====== RECORD LIST

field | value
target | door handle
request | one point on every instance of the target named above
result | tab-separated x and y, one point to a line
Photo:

============
====== RECORD LIST

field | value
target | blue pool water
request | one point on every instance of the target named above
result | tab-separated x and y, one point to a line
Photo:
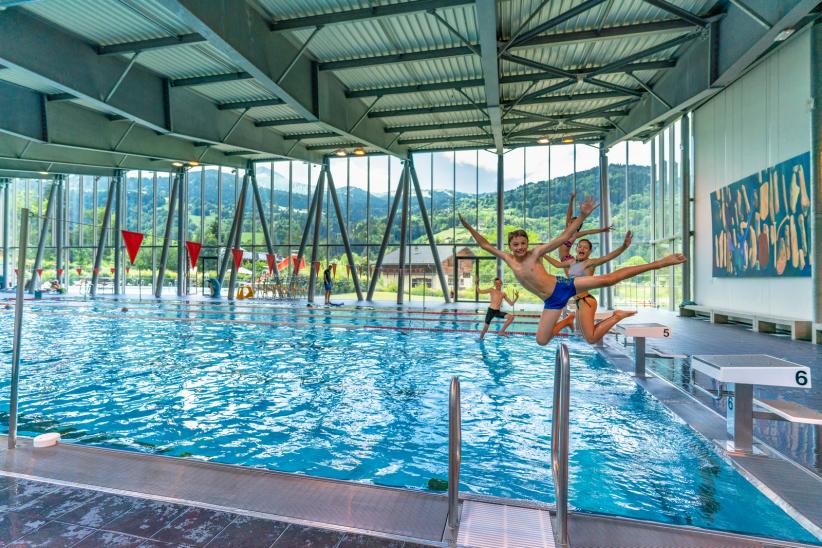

============

GOAL: How many lines of the material above contain the word "target"? Reply with the number alone.

RESPONSE: 4